Exercise aim: Copy the material below verbatim, from its first line through the line containing "M 266 182 L", inclusive. Leave the pictures out of your copy.

Dataset extract:
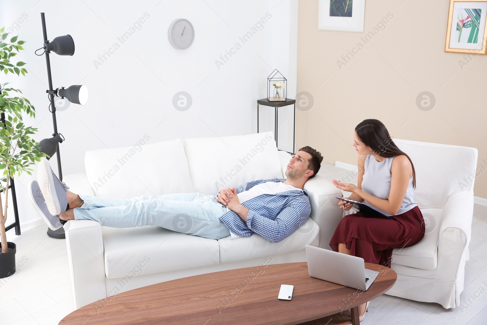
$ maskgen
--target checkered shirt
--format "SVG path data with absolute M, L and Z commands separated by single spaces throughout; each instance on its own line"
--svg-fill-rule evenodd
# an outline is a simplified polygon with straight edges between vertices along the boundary
M 266 182 L 284 182 L 273 178 L 248 182 L 237 194 Z M 233 211 L 224 213 L 220 219 L 232 232 L 242 237 L 258 233 L 267 240 L 278 243 L 301 227 L 311 213 L 311 205 L 306 190 L 293 190 L 275 194 L 262 194 L 242 203 L 249 210 L 247 222 Z

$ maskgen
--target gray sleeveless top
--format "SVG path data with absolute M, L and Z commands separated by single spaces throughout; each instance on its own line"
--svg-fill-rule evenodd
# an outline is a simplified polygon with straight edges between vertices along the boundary
M 368 154 L 365 158 L 363 179 L 362 181 L 362 190 L 369 194 L 383 200 L 387 200 L 391 191 L 391 167 L 393 165 L 394 157 L 386 158 L 383 161 L 377 161 L 372 154 Z M 412 189 L 412 176 L 409 179 L 409 184 L 406 191 L 406 195 L 401 204 L 397 214 L 409 211 L 418 204 L 414 202 L 414 193 Z M 378 210 L 386 215 L 392 214 L 375 208 L 367 201 L 364 203 L 371 208 Z

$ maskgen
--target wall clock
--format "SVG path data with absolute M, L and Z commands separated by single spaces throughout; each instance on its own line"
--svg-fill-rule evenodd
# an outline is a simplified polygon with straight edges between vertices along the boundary
M 169 25 L 168 37 L 173 47 L 178 50 L 184 50 L 192 44 L 194 39 L 194 29 L 187 19 L 176 19 Z

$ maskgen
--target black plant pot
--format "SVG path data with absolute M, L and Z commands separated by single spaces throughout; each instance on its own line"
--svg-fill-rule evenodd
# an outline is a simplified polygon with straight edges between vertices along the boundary
M 11 249 L 7 253 L 1 253 L 0 244 L 0 279 L 6 278 L 15 273 L 15 243 L 7 242 L 7 246 Z

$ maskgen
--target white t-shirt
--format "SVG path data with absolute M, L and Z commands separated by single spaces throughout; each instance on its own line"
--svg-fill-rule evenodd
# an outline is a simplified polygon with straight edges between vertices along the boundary
M 287 191 L 292 191 L 298 190 L 302 191 L 302 189 L 298 189 L 291 185 L 288 185 L 282 182 L 266 182 L 258 185 L 256 185 L 248 191 L 244 191 L 241 192 L 238 195 L 239 201 L 241 203 L 243 203 L 246 201 L 248 201 L 256 196 L 262 194 L 276 194 L 281 192 L 285 192 Z M 227 211 L 229 211 L 230 209 L 226 208 Z M 230 231 L 230 239 L 241 237 L 237 234 Z

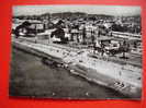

Problem solution:
$ maskgen
--target checkered shirt
--format "SVG path data with absolute M, L and Z commands separated by single spaces throughout; each instance on its own line"
--svg-fill-rule evenodd
# an outline is a simplified polygon with straight edges between vertices along the boundary
M 266 182 L 284 182 L 273 178 L 248 182 L 237 194 Z M 233 211 L 224 213 L 220 219 L 232 232 L 242 237 L 258 233 L 267 240 L 278 243 L 301 227 L 311 213 L 311 205 L 306 190 L 293 190 L 275 194 L 262 194 L 242 203 L 249 210 L 247 222 Z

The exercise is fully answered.